**Instructions for the task**
Can you write out the records from the start up to and including the line with "x=106 y=113", with "Annotate" replaced by "Mark" and nothing else changed? Leave the pictures out of your answer.

**Data records**
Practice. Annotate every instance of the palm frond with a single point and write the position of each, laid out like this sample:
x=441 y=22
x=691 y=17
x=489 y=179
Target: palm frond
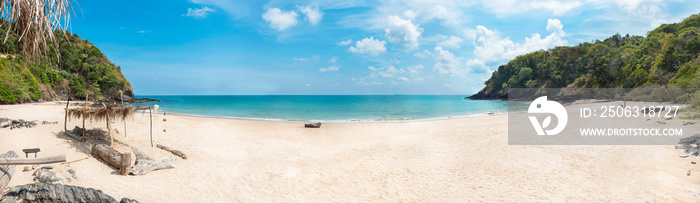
x=35 y=21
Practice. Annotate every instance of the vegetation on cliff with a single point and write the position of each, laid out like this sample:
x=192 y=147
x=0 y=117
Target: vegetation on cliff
x=666 y=57
x=82 y=71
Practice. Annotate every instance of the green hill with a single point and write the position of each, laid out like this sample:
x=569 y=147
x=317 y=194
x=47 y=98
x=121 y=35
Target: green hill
x=82 y=71
x=667 y=57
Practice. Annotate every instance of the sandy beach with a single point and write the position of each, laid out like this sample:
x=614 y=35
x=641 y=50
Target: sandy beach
x=456 y=160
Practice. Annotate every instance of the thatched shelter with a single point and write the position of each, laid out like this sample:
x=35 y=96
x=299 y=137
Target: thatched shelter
x=106 y=113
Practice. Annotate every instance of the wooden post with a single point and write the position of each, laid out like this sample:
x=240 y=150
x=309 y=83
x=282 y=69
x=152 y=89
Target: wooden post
x=6 y=171
x=110 y=155
x=150 y=114
x=32 y=161
x=109 y=130
x=83 y=126
x=125 y=166
x=121 y=95
x=65 y=121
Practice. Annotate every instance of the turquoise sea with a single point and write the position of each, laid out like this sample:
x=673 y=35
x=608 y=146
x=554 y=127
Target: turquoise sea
x=329 y=108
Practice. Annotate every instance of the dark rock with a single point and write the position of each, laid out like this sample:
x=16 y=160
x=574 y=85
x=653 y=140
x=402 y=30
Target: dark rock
x=41 y=192
x=689 y=145
x=127 y=200
x=484 y=94
x=45 y=176
x=12 y=124
x=72 y=173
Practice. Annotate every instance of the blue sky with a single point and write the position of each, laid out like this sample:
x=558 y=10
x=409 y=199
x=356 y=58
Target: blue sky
x=244 y=47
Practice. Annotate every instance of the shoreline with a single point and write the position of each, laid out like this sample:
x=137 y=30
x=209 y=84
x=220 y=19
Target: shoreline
x=344 y=121
x=452 y=160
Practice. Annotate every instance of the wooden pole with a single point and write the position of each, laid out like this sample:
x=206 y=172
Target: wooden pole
x=110 y=155
x=83 y=126
x=6 y=171
x=32 y=161
x=125 y=166
x=65 y=121
x=121 y=95
x=109 y=130
x=150 y=114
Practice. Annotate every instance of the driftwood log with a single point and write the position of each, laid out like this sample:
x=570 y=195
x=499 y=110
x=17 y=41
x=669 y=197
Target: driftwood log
x=144 y=166
x=45 y=192
x=108 y=154
x=75 y=136
x=174 y=151
x=30 y=161
x=313 y=125
x=6 y=171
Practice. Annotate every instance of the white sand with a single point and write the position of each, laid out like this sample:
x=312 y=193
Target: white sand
x=459 y=160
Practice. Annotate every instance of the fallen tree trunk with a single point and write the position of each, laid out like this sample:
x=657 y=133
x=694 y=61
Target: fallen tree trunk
x=108 y=154
x=6 y=171
x=144 y=166
x=140 y=154
x=30 y=161
x=75 y=136
x=175 y=152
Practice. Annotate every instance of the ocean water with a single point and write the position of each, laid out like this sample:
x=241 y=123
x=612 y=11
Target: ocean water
x=329 y=108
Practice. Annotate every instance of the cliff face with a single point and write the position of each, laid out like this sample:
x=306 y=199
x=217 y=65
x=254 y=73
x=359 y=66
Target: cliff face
x=668 y=56
x=82 y=71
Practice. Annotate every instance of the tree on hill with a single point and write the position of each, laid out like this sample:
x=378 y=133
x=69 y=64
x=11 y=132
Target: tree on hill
x=35 y=21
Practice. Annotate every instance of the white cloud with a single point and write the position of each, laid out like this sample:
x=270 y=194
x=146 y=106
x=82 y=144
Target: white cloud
x=492 y=48
x=331 y=68
x=390 y=71
x=199 y=12
x=415 y=70
x=423 y=54
x=280 y=20
x=411 y=14
x=446 y=63
x=403 y=32
x=554 y=25
x=344 y=43
x=369 y=46
x=452 y=42
x=476 y=66
x=313 y=14
x=556 y=7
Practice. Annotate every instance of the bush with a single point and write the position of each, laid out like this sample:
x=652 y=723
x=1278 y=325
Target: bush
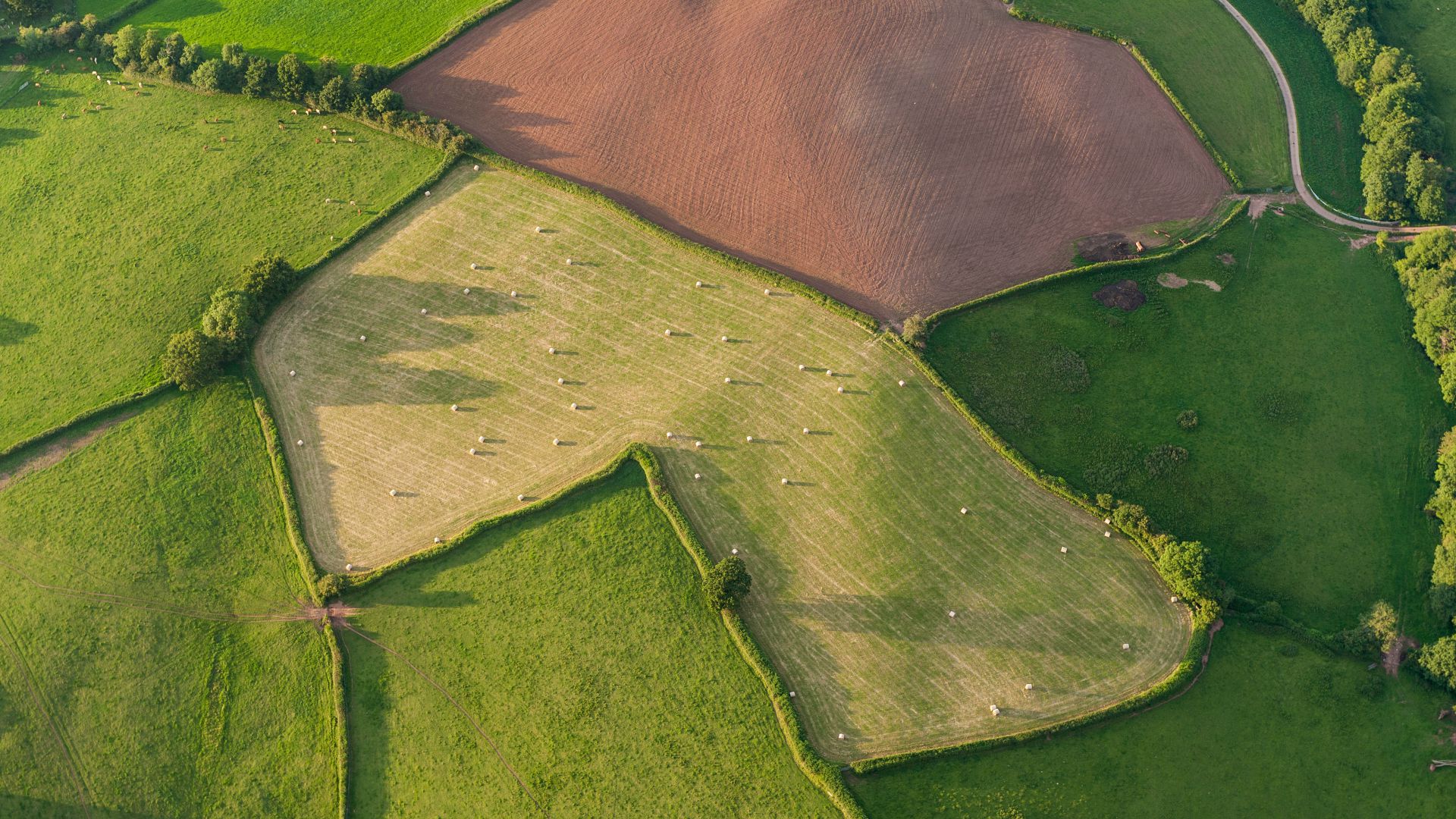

**Result**
Practice. Mark every instance of the palm frond with a single point and write the position of each, laid out like this sample:
x=441 y=22
x=691 y=17
x=489 y=179
Target: palm frond
x=35 y=21
Practice. Mark every instance of the vegetation on cliff with a single point and write the position of each, laid out like this sample:
x=192 y=147
x=0 y=117
Target: vegetation on cliff
x=666 y=57
x=82 y=71
Practice. Mark every instance of the green hill with a single point and write the position of each, laid out like this sample:
x=569 y=147
x=317 y=194
x=47 y=98
x=121 y=35
Target: green hill
x=82 y=71
x=667 y=57
Practice. Mark every instance of the sandy beach with a single point and write the position of each, laid out like this sample:
x=614 y=35
x=641 y=50
Target: sandy beach
x=456 y=160
Practice. Mark every instance of the thatched shelter with a single point and write the position of each, laid out like this sample:
x=35 y=96
x=299 y=137
Target: thatched shelter
x=106 y=113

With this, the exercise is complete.